**Task to carry out**
Here are some records. Print all of them exactly.

· · · · ·

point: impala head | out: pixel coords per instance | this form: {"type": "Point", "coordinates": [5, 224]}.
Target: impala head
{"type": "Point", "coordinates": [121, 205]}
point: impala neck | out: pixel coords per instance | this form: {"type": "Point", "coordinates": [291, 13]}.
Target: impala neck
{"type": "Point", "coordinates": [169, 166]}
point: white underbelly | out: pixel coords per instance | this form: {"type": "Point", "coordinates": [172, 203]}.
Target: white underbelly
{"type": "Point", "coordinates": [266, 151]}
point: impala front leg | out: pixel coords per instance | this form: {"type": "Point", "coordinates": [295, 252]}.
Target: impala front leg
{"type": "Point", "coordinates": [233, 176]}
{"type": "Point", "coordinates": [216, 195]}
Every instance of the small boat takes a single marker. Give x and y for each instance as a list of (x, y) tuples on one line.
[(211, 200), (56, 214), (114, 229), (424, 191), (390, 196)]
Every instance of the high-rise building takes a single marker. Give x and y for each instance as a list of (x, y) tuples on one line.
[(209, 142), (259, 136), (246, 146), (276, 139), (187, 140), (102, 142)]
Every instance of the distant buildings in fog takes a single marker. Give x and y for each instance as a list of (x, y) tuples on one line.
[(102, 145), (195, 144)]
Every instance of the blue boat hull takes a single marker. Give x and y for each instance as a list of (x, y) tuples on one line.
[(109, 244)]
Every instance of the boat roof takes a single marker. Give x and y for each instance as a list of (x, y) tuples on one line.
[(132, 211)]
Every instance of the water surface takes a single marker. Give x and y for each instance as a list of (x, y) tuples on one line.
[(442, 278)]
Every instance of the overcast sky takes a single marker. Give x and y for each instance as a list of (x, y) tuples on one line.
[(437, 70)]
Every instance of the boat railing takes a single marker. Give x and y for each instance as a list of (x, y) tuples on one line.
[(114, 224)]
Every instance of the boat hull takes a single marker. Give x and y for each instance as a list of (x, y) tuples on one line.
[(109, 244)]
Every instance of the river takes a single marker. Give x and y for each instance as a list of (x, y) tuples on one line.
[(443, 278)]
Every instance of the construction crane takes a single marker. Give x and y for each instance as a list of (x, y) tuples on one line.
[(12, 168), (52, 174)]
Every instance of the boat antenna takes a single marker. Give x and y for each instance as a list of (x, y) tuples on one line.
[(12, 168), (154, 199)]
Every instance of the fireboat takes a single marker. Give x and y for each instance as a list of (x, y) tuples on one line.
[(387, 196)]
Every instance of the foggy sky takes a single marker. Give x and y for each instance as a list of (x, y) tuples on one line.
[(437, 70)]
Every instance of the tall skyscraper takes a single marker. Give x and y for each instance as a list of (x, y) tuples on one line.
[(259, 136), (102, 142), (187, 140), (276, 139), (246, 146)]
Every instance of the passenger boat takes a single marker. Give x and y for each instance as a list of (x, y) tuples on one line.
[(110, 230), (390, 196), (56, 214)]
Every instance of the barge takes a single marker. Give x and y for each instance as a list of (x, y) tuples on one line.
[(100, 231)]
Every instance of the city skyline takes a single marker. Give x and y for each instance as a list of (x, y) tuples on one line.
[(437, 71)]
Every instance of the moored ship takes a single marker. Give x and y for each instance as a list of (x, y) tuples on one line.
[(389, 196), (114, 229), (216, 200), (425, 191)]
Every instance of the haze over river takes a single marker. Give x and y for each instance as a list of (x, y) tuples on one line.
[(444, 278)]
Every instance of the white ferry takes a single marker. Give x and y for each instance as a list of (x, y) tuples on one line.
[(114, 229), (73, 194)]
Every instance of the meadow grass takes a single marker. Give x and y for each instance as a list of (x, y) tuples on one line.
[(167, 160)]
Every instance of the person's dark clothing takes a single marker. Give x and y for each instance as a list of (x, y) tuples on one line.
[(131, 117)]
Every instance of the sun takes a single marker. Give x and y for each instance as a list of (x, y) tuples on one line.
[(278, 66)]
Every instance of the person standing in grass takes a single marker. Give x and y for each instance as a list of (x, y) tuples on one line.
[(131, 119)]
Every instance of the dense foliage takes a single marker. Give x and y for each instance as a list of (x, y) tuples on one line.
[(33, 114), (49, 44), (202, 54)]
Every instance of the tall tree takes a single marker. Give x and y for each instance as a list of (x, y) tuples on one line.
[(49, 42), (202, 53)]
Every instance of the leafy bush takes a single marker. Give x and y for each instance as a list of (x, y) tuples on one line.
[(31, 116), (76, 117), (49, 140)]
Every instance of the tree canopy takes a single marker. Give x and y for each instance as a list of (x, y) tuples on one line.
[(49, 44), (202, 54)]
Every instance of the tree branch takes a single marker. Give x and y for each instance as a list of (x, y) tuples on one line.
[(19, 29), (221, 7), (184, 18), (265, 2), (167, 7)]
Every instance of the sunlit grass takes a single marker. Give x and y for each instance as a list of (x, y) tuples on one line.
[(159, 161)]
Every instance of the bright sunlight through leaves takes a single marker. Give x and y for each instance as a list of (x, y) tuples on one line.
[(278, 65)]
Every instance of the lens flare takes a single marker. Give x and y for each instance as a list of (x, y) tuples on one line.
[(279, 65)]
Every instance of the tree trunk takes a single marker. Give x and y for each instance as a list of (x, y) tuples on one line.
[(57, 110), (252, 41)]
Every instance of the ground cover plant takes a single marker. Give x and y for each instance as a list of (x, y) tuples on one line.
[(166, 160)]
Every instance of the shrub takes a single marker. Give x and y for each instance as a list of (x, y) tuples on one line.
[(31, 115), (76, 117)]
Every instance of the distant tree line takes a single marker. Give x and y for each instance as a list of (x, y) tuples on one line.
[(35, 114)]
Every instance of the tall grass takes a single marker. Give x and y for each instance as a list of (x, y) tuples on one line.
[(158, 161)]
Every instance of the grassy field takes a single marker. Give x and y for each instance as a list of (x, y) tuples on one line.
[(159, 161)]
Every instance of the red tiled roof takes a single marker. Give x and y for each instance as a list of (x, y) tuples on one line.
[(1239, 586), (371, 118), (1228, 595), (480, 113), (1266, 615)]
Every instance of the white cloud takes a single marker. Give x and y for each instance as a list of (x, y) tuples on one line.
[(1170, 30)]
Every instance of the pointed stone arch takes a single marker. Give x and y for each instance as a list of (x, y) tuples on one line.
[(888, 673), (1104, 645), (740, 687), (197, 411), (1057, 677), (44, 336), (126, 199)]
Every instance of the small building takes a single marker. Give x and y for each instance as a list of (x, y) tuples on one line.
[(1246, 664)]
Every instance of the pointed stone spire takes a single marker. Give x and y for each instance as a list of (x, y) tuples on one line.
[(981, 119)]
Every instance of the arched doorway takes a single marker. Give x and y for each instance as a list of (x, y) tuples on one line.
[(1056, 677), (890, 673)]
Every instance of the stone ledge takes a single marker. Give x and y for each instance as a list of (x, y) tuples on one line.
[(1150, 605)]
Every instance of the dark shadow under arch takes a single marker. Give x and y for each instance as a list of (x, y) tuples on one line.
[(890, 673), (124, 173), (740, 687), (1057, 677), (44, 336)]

· · · · ·

**Response for this exercise**
point: impala head | out: pixel coords per instance | this form: {"type": "Point", "coordinates": [5, 224]}.
Target: impala head
{"type": "Point", "coordinates": [121, 205]}
point: impala neck | out: pixel coords per instance | this form: {"type": "Point", "coordinates": [291, 13]}.
Target: impala neck
{"type": "Point", "coordinates": [169, 166]}
point: white underbelly | out: pixel coords per instance | this form: {"type": "Point", "coordinates": [172, 203]}.
Target: white underbelly
{"type": "Point", "coordinates": [266, 151]}
point: impala front leg | out: pixel coords per instance | this form: {"type": "Point", "coordinates": [295, 252]}.
Target: impala front leg
{"type": "Point", "coordinates": [233, 176]}
{"type": "Point", "coordinates": [216, 195]}
Every instance of the small boat takes a single marker. Give x and y for each instance as a list of (x, y) tuples on one line.
[(211, 200), (56, 214), (114, 229), (424, 191), (390, 196)]
Every instance of the high-rise building takes a single marker. Give x and y for each instance as a list of (x, y) tuples on one line.
[(209, 142), (259, 136), (246, 146), (276, 139), (187, 140), (102, 142)]
Every instance of the distant buildings in fog takes a single marker. Give x and y for each instance as a list of (x, y) tuples on one line.
[(102, 145), (195, 144)]
Every instance of the blue boat hull takes a single marker. Give x and y for each instance as a list of (x, y) tuples on one line.
[(109, 244)]
Every instance of the boat roof takes a single marker. Give x and y for each instance as a list of (x, y) tuples on one line.
[(132, 211)]
Every instance of the water surface takes a single marker. Give x and y for each instance as a list of (x, y) tuples on one line.
[(442, 278)]
Every instance of the overcast sky takes a single marker. Give x and y for each instance as a list of (x, y) tuples on one line.
[(437, 70)]
Every instance of the boat railing takes a single marker. Give x and y for each instance as a list of (x, y) tuples on one line.
[(114, 224)]
Every instance of the boat hull takes a single marker. Give x and y for each instance as a list of (x, y) tuples on one line.
[(109, 244)]
Every instance of the river takes a single marker. Give x and y for each instance as a list of (x, y) tuples on one line.
[(443, 278)]
Every instance of the construction crane takes a single marker. Give x and y for each instance as a list of (x, y) tuples on one line.
[(12, 168), (52, 174)]
Every instance of the boat antenna takes a single marker. Give x and y for each instance as a list of (x, y) tuples on one line.
[(12, 168), (154, 199)]
Every instance of the fireboat takes a single marker. Give x and y for each instance as a list of (x, y) tuples on one line.
[(387, 196)]
Every instance of the foggy sky takes a single marker. Give x and y for each instance as a list of (x, y) tuples on one line.
[(437, 70)]
Every instance of the tall skyscraper takes a single marker. Give x and y for each instance as a list of (x, y) tuples on one line.
[(259, 136), (102, 142), (187, 140), (276, 139), (246, 146)]
Every instance of the passenger boat takes a single marker. Give x and y for each instance as a list of (x, y) tuples on one line.
[(110, 230), (390, 196), (56, 214)]
Every instance of the barge takes a single marker. Give x and y for each instance as a list of (x, y) tuples on one line.
[(100, 231)]
Every instance of the city skyline takes a single marker. Give x and y for each instance as a list of (x, y) tuples on one line.
[(437, 71)]
Every instance of the moored ship takes a single marker. Give x and y for each instance as a list of (x, y) tuples on one line.
[(389, 196), (114, 229), (216, 200), (425, 191)]
Every instance of the haze over river takes a single marker. Give x and y for each instance as a list of (x, y) tuples on one line.
[(444, 278)]
Every instance of the white ferry takes a single marker. Give x and y for each instance as a list of (x, y) tuples on one line.
[(114, 229), (73, 194)]
Every instance of the meadow grass takes a single marker. Give x and y for each instance as a list of (x, y) tuples on one line.
[(167, 160)]
Every instance of the person's dark clothing takes a single marker. Give x and y for each instance as a list of (x, y) tuples on one line.
[(131, 117)]
Every instance of the sun takes a single marker. Give x and y for each instance as a list of (x, y) tuples on one line.
[(278, 66)]
Every instance of the person standing in grass takes a single marker. Give x and y for each instance as a list of (x, y) tuples on one line.
[(131, 119)]
Every instance of the dense foliage takes a single marker. Give x and y for each instance as a list of (x, y) tuples on one line.
[(33, 114), (49, 44), (202, 54)]
Every instance of the tall tree takes a single marker. Give x and y for each instance as a list of (x, y) tuples on one line.
[(49, 42), (202, 53)]
Every instance of the leafy bush takes a single marker. Give x and y for each instance as a list of (x, y) tuples on one line.
[(31, 116), (76, 117), (49, 140)]
Every instance of the tree canopy takes a single marker. Give x and y for each instance as a list of (x, y) tuples on one line.
[(49, 44), (202, 54)]
Every instance of the tree branch takes a single marker. Give x and y for each instance as a list of (x, y) tuples on one line.
[(19, 29), (221, 7), (184, 18), (265, 2), (167, 7)]
Every instance of the sunlit grass takes a single marker. Give x and y for each instance as a list of (x, y) tuples on one line.
[(159, 161)]
Every instance of the bright sunlight through leaves takes a single marker. Give x and y for each instance as a list of (x, y) tuples on one line.
[(278, 65)]
Every instance of the lens flare takes a single marker. Give x and y for each instance as a list of (x, y) tuples on one line.
[(279, 65)]
Every instance of the tree trunk takes a single marker. Give x and y for each instance as a list of (x, y) tuples on one line.
[(57, 110), (252, 41)]
Every instance of the ground cover plant takes a single marker. Give x and y for each instance as a list of (x, y) tuples on one line.
[(166, 160)]
Every instance of the shrub takes a single marker. Give x and y for each instance as a list of (x, y) tuples on one line.
[(31, 115), (76, 117)]
Every instance of the distant tree line takes a single marker. Give x and y for each instance as a list of (x, y) tuples on one line.
[(35, 114)]
Every instance of the tall grass takes a single marker. Give x and y for each instance as a list of (x, y) tuples on one line.
[(158, 161)]
Every instance of the grassy field takes a single marker. Give x and y for each instance as a list of (x, y) tuples on one line.
[(159, 161)]
Every instance of the red tiled roof takes a single marker. Give x and y for each instance as a list of (x, y) tuples on one line.
[(1239, 586), (371, 118), (1228, 595), (480, 113), (1266, 615)]
Every instance of the white cloud takes a single marker. Give x and y for each instance as a list of (x, y) tuples on one line.
[(1170, 30)]
Every instance of the pointed stone arch takes a single marker. Give x and y for each instance as a list of (x, y) tuples on one line.
[(888, 673), (1104, 645), (740, 687), (197, 411), (1057, 677), (44, 336), (126, 199)]
Every instance of the small building takes a single marker. Give x and y for each instance as a list of (x, y) tuples on one line.
[(1246, 664)]
Every instance of the pointed stone spire takes a single marker. Give x and y for each instance as a list of (x, y) tuples on one line.
[(981, 119)]
Every instance of the arched doorway takes a single marker. Give x and y for each instance as a list of (x, y) tuples on one line.
[(1056, 677), (890, 673)]
Every instance of the stone ledge takes a single marker. Give x and y for each instance as a list of (x, y) tuples on one line.
[(1150, 605)]
Every instance of the dark shadow under arch takes a single marker. Give x and y for each instance as a list of (x, y) tuples on one line.
[(890, 673), (124, 173), (740, 687), (1057, 677), (44, 336)]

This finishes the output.